> [INSTRUCTIONS]
A. List every item of property the court opinion says an inspecting official might lose through personal liability.
B. Show every line of the records that contains the word "white", copying each line in full.

> [TEXT SHOWN]
## begin

The applicability of this rule to the circumstances of this case is obvious. Except for “the most resolute, or the most' irresponsible,” a Government official whose duty it is to inspect the performance of Government contracts would indeed find it difficult honestly and independently to pass upon such work if he knew that an unfavorable report, coupled with an allegation of falseness and malice, could subject him to the risk, the inconvenience and the embarrassment of a public trial and to possible personal liability, as a result of which he might lose his home, his automobile, his savings and whatever other property, real or personal, he might possess. Furthermore, it cannot be said that the allegedly injured party is wholly without remedy. The appeal to the administrative agency itself, when not delayed by the possible effect of an attempt to litigate the same issues in court, is a far from perfunctory affair; and, in the event the cancellation order is sustained, the Administrative Procedure Act offers relief by way of a limited court review. Suit against the Government may lie in the Court of Claims. 28 U.S.C. § 1491. Nor is it to be assumed that the executive branch *659of the Government will condone or overlook such acts of dishonesty and malice by officials charged with the performance of such duties as those exercised by the defendants.

## end

> [SUPPLIED MATERIAL]
## begin

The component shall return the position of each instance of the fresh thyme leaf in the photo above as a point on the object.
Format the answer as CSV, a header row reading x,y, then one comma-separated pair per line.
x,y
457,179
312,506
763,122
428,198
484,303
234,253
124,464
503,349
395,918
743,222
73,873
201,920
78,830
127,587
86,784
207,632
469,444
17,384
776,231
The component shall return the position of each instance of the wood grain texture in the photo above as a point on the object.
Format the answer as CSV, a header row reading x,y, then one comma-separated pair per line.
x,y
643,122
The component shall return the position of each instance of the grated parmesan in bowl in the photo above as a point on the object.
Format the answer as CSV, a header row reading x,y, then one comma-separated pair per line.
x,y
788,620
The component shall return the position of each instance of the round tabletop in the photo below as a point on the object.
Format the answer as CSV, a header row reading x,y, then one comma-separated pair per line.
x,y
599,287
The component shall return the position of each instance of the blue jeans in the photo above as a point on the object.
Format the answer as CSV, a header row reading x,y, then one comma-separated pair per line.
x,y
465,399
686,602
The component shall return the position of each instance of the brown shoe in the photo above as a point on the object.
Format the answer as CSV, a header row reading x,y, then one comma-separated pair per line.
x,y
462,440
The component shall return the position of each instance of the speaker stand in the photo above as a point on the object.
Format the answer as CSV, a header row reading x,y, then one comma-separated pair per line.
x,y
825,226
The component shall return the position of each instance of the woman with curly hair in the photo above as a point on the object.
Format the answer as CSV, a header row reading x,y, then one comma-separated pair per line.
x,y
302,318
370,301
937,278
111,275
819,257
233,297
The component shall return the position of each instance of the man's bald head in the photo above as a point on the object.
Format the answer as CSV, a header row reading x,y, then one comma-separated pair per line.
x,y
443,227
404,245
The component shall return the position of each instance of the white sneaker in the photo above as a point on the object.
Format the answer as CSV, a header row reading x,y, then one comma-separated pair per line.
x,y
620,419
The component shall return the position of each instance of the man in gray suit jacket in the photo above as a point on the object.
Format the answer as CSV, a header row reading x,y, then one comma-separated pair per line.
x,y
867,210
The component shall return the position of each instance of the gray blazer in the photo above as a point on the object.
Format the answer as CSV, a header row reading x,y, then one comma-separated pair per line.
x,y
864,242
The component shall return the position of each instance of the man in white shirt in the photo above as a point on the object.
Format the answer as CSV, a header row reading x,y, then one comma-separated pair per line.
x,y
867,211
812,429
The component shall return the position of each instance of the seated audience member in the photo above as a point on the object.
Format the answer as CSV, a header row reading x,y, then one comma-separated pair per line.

## end

> [EXPECTED OUTPUTS]
A.
- his home
- his automobile
- his savings
- whatever other property, real or personal, he might possess

B.
The component shall return the position of each instance of the white sneaker in the photo above as a point on the object.
The component shall return the position of each instance of the man in white shirt in the photo above as a point on the object.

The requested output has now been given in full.